### What to work on
A - List every quality the blog post about the planned Bubbles series gives for the proposed B.A.D books.
B - Answer these questions from the blog post about the planned Bubbles series, one line per answer:
(i) What is Josh Simon battling?
(ii) Of which publisher was Carole Baron then the head?
(iii) Who wrote the letter that arrived months after the rewritten scene was published?
C - Carry on the blog post about the planned Bubbles series from its last sentence.

### Excerpted text
[Start of Attachment]

So, as soon as I’m done writing BUBBLES REBOOTS for my old friend Josh Simon who is battling a helluva cancer diagnosis, I’m thinking of giving Bubbles a chance to express her more sensual side. The recommendation from another author was to call the series BUBBLES AFTER DARK, which I love if only because my drafts will be slugged B.A.D. The B.A.D books would be relatively short and sweet, about 40k words, but they would definitely be sexier. Ideally, downright hot.
Of course, I risk ticking off some of my more conservative readers, of whom there are many. On the other hand, they wouldn’t have to buy a B.A.D. book if they didn’t want to, and the regular Bubbles books wouldn’t be tainted by the image of what Bubbles is up to sans tube top.
Why take the chance? Several reasons, some noble, some not so much. If I’m being honest, I’ll admit that in this ruthless publishing world today, sex sells. But also, sex is difficult to write or, to be more accurate, difficult to write well. I know because the first time I tried it, the then publisher of Dutton, the great Carole Baron, had to call me at at home and talk me through the scene. This goes down as one of the more embarrassing moments of my publishing career. I could only imagine my regular editors passing the buck, “No, you call her. No, you!” because the chapter was so awful and the prospect of setting me straight so awkward. Yuck. Still gives me shivers.
Anyway, I did rewrite (and rewrite and rewrite) the scene and was rewarded months after it was published by an amazing letter from the grandmother of a rape victim who appreciated the underlying message that true love conquered prior abuse. (Thank you, Carole.)

[End of Attachment]

### Dataset excerpts
[Start of Attachment]

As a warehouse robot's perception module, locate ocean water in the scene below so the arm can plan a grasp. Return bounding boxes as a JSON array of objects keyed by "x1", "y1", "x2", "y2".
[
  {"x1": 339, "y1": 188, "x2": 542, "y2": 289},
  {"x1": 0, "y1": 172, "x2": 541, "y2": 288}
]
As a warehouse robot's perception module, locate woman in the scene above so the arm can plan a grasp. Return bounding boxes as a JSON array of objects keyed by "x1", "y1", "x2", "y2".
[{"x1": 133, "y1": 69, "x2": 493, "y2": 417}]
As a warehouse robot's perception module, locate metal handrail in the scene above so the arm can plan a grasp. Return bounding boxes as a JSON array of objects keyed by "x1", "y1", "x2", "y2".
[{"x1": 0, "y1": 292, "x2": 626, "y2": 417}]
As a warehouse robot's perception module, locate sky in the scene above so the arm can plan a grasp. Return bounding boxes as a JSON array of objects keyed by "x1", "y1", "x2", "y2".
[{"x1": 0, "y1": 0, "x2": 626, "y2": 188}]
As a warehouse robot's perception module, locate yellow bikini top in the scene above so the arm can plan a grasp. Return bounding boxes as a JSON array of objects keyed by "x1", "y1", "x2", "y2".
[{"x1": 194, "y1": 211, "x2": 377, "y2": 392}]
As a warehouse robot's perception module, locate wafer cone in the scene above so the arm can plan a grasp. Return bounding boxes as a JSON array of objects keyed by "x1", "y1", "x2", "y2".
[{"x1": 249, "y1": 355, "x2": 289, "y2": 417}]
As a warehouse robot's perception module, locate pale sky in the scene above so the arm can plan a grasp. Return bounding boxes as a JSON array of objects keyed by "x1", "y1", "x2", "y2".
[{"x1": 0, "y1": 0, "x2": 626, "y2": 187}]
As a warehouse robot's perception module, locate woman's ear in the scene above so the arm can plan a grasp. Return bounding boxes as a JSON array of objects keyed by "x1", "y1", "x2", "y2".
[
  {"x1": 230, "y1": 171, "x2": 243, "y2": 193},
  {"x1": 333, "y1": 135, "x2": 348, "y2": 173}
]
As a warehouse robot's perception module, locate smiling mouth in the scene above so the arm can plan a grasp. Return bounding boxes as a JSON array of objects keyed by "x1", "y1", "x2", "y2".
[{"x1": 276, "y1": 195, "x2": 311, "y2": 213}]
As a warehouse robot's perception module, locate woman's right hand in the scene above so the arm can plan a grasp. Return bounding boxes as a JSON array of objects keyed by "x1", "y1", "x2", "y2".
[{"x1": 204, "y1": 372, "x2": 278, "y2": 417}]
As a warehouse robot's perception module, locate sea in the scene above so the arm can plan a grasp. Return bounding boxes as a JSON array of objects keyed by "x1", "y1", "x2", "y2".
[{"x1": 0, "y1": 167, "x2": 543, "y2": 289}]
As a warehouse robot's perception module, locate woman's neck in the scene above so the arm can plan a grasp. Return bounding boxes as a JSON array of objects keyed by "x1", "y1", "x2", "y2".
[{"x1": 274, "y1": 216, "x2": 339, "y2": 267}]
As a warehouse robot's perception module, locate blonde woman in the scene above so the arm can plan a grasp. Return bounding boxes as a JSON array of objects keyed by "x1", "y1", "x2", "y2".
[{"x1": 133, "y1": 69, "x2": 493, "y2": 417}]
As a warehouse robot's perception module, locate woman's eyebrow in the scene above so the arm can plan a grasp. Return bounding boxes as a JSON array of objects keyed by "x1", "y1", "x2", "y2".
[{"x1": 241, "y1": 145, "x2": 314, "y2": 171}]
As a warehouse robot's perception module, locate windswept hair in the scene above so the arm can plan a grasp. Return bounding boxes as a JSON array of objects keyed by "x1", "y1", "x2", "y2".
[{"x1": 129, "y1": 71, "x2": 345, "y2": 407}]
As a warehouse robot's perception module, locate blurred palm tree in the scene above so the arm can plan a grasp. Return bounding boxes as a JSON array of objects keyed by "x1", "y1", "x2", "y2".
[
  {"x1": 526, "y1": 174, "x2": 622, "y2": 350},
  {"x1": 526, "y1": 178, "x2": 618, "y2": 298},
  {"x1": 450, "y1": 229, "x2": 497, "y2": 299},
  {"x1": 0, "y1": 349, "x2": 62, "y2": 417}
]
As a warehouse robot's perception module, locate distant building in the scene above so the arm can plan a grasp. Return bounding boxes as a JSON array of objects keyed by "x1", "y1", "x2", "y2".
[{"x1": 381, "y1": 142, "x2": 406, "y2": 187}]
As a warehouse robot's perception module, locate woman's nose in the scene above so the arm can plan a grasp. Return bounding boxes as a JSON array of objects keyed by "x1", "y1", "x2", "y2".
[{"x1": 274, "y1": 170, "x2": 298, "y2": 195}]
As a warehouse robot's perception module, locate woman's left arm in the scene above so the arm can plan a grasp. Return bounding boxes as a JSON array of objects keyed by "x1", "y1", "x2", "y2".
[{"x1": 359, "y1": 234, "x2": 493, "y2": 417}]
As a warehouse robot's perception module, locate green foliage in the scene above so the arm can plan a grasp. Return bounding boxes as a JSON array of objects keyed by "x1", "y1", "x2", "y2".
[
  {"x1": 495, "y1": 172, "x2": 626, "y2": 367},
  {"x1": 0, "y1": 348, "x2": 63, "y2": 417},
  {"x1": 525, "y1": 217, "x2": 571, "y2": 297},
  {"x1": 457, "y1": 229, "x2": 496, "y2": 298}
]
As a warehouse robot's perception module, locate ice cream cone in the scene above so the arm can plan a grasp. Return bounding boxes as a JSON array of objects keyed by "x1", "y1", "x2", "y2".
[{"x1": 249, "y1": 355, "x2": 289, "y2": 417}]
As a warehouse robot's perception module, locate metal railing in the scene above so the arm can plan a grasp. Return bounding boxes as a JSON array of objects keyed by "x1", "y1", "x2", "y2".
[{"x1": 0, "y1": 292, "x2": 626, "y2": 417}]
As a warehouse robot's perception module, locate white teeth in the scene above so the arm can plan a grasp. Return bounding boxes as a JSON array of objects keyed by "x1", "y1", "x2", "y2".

[End of Attachment]

### Answers
A -
- Relatively short
- Sweet
- About 40k words
- Definitely sexier
- Ideally, downright hot

B -
(i) A cancer diagnosis.
(ii) Dutton.
(iii) The grandmother of a rape victim.

C -
I ended up loving that experience and wanted to write more, except back then, under the strict branding that Bubbles enjoyed, the general consensus was that she should definitely not be steaming up the pages. Okay, but now that I’m self publishing these Bubbles books, I’m free to chart my own course and, ipso facto, fall on my own sword. I feel like a teenager who’s just passed her driver’s test and is taking the car a virgin solo spin. Look out because I could be driving on the sidewalk.
That said, developing the sensual side of a character who is obviously so sexual in her dress, appearance and kindness, is an irresistible challenge. I also like the idea of incorporating humor into what can too often be an needlessly serious genre. (Yes, I realize there are tons of great romance writers who can juggle both.) And I believe sex is a healthy, normal part of life for a grown woman – so why should Bubbles be denied?
I’d be interested to know what books you’ve loved that incorporated hot romance and humor. Because if there’s anything I’ve learned as an author, it’s that in order to write, you have to read – a lot. And I can think of worse assignments than having to spend some evenings poring over bare-chested cowboys and rugged highlanders.